● Exercise requirements
Continue the biography of Johann Konrad Vorbach from the point where it stops.

● Document text

Johann Konrad VORBACH 1826-1901
When he applied for naturalisation on 6th February 1892, John Vorbach, a farmer of Daylesford, noted that he was born in Nieder-Weisel and was 65 years old (born 1826 – 1827). The only Vorbach birth ever to occur in the village was that of a son to Katharina nee Lander on 28th November 1826, who stated that the father was a Wilhelm Vorbach from Holzhausen. He was present at the baptism and gave the boy his family name. Katharina eventually married a tailor, Nikolaus Winter. At his 1841 confirmation the boy was described as Konrad Vorbach, stepson of Nikolaus Winter, tailor, and the illegitimate son of Katharina nee Lander. Many males in Nieder-Weisel received the courtesy saint’s name Johann as a prefix to their given name.

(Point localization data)

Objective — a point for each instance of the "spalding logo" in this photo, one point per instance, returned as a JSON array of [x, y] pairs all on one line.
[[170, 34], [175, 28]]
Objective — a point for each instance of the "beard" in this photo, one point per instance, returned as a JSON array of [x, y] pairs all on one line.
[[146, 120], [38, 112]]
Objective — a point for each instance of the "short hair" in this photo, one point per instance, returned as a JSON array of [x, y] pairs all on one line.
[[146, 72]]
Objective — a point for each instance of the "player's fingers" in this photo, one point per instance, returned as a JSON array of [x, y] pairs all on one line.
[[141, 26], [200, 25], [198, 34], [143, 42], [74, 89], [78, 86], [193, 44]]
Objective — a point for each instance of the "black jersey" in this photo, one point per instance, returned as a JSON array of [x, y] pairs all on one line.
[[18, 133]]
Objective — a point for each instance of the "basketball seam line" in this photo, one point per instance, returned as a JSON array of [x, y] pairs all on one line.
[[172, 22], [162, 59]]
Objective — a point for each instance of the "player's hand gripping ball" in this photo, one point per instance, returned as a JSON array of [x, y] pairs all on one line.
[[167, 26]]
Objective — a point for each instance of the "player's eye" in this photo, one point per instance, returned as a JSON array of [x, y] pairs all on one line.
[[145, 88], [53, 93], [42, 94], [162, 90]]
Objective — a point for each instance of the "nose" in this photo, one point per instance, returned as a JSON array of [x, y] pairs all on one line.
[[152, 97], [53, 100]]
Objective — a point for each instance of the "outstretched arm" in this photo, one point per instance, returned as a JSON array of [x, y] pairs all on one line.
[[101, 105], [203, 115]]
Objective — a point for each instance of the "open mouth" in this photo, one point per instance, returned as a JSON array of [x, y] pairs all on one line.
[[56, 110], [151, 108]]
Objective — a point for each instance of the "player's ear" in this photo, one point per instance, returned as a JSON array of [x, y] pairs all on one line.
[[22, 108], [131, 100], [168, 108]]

● Answer to this problem
Johann Konrad left Nieder-Weisel soon after his confirmation to start a new life in England. There, he met and married a German immigrant, Elisabetha Schild; their marriage took place in 1845 on 24th October in Ashton-under-Lyne, near Manchester. Each party gave this town as the usual place of residence; Johann Konrad’s occupation was farmer. Eliza (Shield) had a son, Conrad, in the Islington suburb of Liverpool on 19th July 1846; he was born at 4 Pepper Street. A second son, Philipp, died. Their first daughter was born in 1851; she was named for her mother. The next child, born in 1854, was named Sophia.
By 1856 the mass migration from Nieder-Weisel was in full swing and Johann Konrad no doubt encountered some of the villagers as they arrived in Liverpool to board their ships for Victoria. He was caught up in the gold fever and left with his family aboard “Pomona” on 26th February 1857. The voyage must have been a nightmare, with the girls only 6 and 3, and Elizabeth five months pregnant. Her third son was born in the far reaches of the Southern Ocean and was named in memory of the little boy they lost.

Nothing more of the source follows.